* EXERCISE DESCRIPTION *
All entries below are to be reproduced exactly.

* Stored data entries *
□ □ □ □

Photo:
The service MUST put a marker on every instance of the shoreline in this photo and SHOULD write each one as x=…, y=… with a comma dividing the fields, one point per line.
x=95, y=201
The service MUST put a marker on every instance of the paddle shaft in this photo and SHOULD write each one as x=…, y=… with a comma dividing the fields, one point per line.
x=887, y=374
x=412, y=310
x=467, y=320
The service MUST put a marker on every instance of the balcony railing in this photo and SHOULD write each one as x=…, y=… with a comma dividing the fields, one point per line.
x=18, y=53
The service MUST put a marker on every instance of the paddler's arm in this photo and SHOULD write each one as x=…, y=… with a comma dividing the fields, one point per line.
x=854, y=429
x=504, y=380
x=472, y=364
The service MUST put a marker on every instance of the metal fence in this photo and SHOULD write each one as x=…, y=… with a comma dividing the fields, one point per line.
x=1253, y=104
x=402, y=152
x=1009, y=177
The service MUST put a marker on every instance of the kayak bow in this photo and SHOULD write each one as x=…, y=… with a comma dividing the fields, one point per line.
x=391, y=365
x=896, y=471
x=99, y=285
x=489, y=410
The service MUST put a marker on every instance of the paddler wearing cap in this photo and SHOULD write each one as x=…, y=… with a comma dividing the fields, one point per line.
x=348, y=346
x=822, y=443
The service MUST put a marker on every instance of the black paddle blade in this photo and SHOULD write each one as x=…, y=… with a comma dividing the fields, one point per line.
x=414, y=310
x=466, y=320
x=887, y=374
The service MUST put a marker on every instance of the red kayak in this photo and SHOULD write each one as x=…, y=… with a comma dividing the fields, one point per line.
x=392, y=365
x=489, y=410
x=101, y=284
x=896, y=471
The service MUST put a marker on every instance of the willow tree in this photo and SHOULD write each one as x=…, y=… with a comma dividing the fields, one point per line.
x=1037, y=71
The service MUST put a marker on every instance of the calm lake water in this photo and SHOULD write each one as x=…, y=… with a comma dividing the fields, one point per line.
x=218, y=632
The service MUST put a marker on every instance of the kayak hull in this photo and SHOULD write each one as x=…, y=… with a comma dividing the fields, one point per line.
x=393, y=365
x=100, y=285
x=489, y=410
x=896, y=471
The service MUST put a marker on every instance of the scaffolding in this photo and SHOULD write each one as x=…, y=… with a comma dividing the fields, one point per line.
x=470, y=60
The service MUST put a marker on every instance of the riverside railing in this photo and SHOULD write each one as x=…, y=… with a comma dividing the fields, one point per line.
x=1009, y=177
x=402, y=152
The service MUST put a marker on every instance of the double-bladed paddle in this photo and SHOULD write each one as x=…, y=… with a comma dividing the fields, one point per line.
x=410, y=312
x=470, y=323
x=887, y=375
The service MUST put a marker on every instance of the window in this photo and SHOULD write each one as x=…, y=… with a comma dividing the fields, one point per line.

□ □ □ □

* OUTPUT FOR THIS EXERCISE *
Photo:
The service MUST put a marker on every instance of the shoreline in this photo and SHOULD write each one as x=…, y=… with a comma dividing the fields, one point per line.
x=95, y=201
The service MUST put a marker on every instance of the paddle shaft in this photo and SHOULD write each one as x=…, y=… with a comma dividing the fields, one point per line.
x=887, y=374
x=412, y=310
x=467, y=320
The service MUST put a marker on every instance of the balcony railing in this photo and SHOULD write each one as x=…, y=… with a comma dividing the fields, one point per line.
x=18, y=53
The service MUST put a marker on every instance of the paddler's arm in this photo and SHOULD write each one as x=…, y=… with a comma dividing the fields, one point per line.
x=854, y=429
x=504, y=380
x=472, y=364
The service MUST put a marker on every instance of the metal fence in this photo and SHOULD write each one as x=…, y=… with a comma dividing the fields, one point per line.
x=1253, y=104
x=402, y=152
x=1009, y=177
The service MUST put a marker on every instance of the kayak bow in this photo and SHOULD write each one as x=…, y=… with a comma dividing the fields, one point per line.
x=391, y=365
x=896, y=471
x=99, y=285
x=489, y=410
The service MUST put a marker on every instance of the paddler wearing cap in this photo and SHOULD write each one as x=…, y=… with a comma dividing the fields, one point per line.
x=348, y=346
x=822, y=443
The service MUST put a marker on every instance of the black paddle blade in this photo and SHOULD write each one as x=…, y=… with a comma dividing the fields, one point per line.
x=414, y=310
x=466, y=320
x=887, y=374
The service MUST put a marker on every instance of the red kayak in this photo and SHOULD write each one as x=…, y=… with a comma dividing the fields, one point per line.
x=392, y=365
x=489, y=410
x=101, y=284
x=896, y=471
The service MUST put a marker on every instance of the willow tree in this photo and SHOULD write each one as x=…, y=… with a comma dividing the fields, one point per line.
x=1037, y=71
The service MUST put a marker on every instance of the calm lake water in this photo and SHOULD write each one as x=…, y=… with a comma dividing the fields, one point per line.
x=218, y=632
The service MUST put a marker on every instance of the kayak hull in this photo and SHOULD write each one as x=…, y=… with a comma dividing the fields, one point per line.
x=393, y=365
x=100, y=285
x=489, y=410
x=896, y=471
The service MUST put a marker on every instance of the scaffolding in this photo and SHOULD write each one as x=…, y=… with a comma dividing the fields, one point per line.
x=470, y=60
The service MUST put a marker on every instance of the riverside railing in this photo and SHOULD write each one as x=…, y=… with a comma dividing the fields, one point per line.
x=1009, y=177
x=402, y=152
The service MUST put a marker on every instance of the double-bladed paddle in this photo and SHOULD write each one as x=…, y=… with a comma dividing the fields, one point per line.
x=410, y=312
x=470, y=323
x=887, y=375
The service MUST put a marker on every instance of the window in this photo and SHOULD write each one as x=…, y=… with a comma dividing the fields, one point per line.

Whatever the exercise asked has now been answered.